- WORK TO BE COMPLETED:
Please read the Bob Marley article and give the alias he used while working at the DuPont and Chrysler plants in Delaware.

- DOCUMENT EXCERPT:

--- START ---

Today marks 35 years since the death of one of the world’s most iconic figures Robert Nesta Marley.
There is a it that is known about him and today we decided to share a few facts that might not be that mainstream:
- He was first called Nesta Robert Marley but it was switched around when he was a little boy because an immigration official felt Nesta was not masculine enough.
- At age four Bob Marley was believed to have been a palm-reader spooking people out by predicting their future.
- He worked in Delaware in the US at the DuPont and Chrysler plants under the alias “Donald Marley.”
- The first song he cut at 16 was called Judge Not which the record label credited him as Bob Morley. He spent all his money playing it on a jukebox at a store that the owner of the store took the record out, removed him from the premises and told him to never return.
- Producer Coxsone Dodd made them practise in small gigs for 2 years as well as at 2am in the morning at the graveyard for ‘de duppy dem’ (duppy is Jamaican patois for evil spirits). The latter he believed would toughen them up and make sure they never feared the stage. That is the inspiration behind the song Duppy Conqueror.
- According to the Marley documentary the track Small Axe was a reggae diss track. At the time it was released Dodd and Duke Reid’s Studio One represented one of the ‘big tree’ (Big Three record labels along with ) dominated the music industry in Jamaica. Marley and Wailers were then forming a record label of their own and fighting the system.
- The song Cornerstone was written after he was rejected by the family of his white father, Captain Norval Marley of Britain’s Royal Marines. In a powerful scene from the movie Marley, his relatives listen to the song and reflect on the fact that despite his being rejected he is the reason the Marley name is known.
- On Sly and the Family Stone’s 17-city tour, Bob Marley and the Wailers were fired by Sylvester Stone for being too good and hogging all the limelight.
- Marley drove a BMW for a long time which as far as he was concerned meant Bob Marley and the Wailers.
- Marley died of cancer in 1981 in Miami, Florida. His body was flown back home to Jamaica where he was buried with a soccer ball, his Gibson Les Paul guitar, and a bud of marijuana.
- Marley’s last words to his son Ziggy were Money Can’t Buy Life.
35 years later he still stands an icon of world music.

--- END ---

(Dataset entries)
--- START ---

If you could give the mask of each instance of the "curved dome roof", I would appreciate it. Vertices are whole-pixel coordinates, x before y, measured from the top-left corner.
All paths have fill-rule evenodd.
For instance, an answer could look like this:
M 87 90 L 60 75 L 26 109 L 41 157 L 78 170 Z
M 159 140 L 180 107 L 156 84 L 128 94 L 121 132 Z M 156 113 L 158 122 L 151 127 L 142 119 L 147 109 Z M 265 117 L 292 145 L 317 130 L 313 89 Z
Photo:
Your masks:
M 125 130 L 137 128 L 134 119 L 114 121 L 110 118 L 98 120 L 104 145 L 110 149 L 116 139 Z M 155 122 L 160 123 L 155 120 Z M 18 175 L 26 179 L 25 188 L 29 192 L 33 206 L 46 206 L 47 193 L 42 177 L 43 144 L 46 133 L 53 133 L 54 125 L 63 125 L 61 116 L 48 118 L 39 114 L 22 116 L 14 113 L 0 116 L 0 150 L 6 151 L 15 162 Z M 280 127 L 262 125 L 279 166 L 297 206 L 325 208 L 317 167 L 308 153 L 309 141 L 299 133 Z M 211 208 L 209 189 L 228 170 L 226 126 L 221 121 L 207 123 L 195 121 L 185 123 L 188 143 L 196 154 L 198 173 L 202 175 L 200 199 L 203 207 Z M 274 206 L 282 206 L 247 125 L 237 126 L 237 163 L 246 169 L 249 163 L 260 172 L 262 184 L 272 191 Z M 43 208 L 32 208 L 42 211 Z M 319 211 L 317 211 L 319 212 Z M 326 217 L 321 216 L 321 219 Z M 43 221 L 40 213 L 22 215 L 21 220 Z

--- END ---

- TASK RESULT:
Donald Marley